■ Problem: Lay out the data below as a Markdown table with the columns "Row" and "Line". Give each nonblank line its own numbered row.

━━━ Information supplied ━━━

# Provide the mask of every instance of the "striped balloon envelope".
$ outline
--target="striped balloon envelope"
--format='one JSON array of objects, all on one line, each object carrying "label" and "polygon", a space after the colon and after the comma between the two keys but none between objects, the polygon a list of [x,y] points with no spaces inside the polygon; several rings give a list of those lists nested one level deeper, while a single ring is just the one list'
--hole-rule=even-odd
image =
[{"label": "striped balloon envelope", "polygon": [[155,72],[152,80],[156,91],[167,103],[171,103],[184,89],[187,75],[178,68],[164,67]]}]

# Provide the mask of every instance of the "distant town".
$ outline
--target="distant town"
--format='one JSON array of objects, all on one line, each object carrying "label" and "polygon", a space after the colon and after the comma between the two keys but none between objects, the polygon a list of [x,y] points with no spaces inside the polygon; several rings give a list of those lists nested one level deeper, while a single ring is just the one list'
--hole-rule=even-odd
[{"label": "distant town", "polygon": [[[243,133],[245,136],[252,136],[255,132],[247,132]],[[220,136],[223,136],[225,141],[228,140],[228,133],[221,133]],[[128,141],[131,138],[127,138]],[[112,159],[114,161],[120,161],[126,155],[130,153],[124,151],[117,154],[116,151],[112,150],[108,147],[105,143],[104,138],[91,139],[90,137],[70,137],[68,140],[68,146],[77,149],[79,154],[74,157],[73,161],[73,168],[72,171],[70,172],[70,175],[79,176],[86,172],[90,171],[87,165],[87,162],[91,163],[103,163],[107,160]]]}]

━━━

■ Result of this exercise:
| Row | Line |
|---|---|
| 1 | # Provide the mask of every instance of the "striped balloon envelope". |
| 2 | $ outline |
| 3 | --target="striped balloon envelope" |
| 4 | --format='one JSON array of objects, all on one line, each object carrying "label" and "polygon", a space after the colon and after the comma between the two keys but none between objects, the polygon a list of [x,y] points with no spaces inside the polygon; several rings give a list of those lists nested one level deeper, while a single ring is just the one list' |
| 5 | --hole-rule=even-odd |
| 6 | image = |
| 7 | [{"label": "striped balloon envelope", "polygon": [[155,72],[152,80],[156,91],[167,103],[171,103],[184,89],[187,75],[178,68],[164,67]]}] |
| 8 | # Provide the mask of every instance of the "distant town". |
| 9 | $ outline |
| 10 | --target="distant town" |
| 11 | --format='one JSON array of objects, all on one line, each object carrying "label" and "polygon", a space after the colon and after the comma between the two keys but none between objects, the polygon a list of [x,y] points with no spaces inside the polygon; several rings give a list of those lists nested one level deeper, while a single ring is just the one list' |
| 12 | --hole-rule=even-odd |
| 13 | [{"label": "distant town", "polygon": [[[243,133],[245,136],[252,136],[255,132],[247,132]],[[220,136],[223,136],[225,141],[228,140],[228,133],[221,133]],[[128,141],[131,138],[127,138]],[[112,159],[114,161],[120,161],[126,155],[130,153],[124,151],[117,154],[116,151],[112,150],[108,147],[105,143],[104,138],[91,139],[90,137],[70,137],[68,140],[68,146],[77,149],[79,154],[74,157],[73,161],[73,168],[72,171],[70,172],[70,175],[79,176],[86,172],[90,171],[87,165],[87,162],[91,163],[103,163],[107,160]]]}] |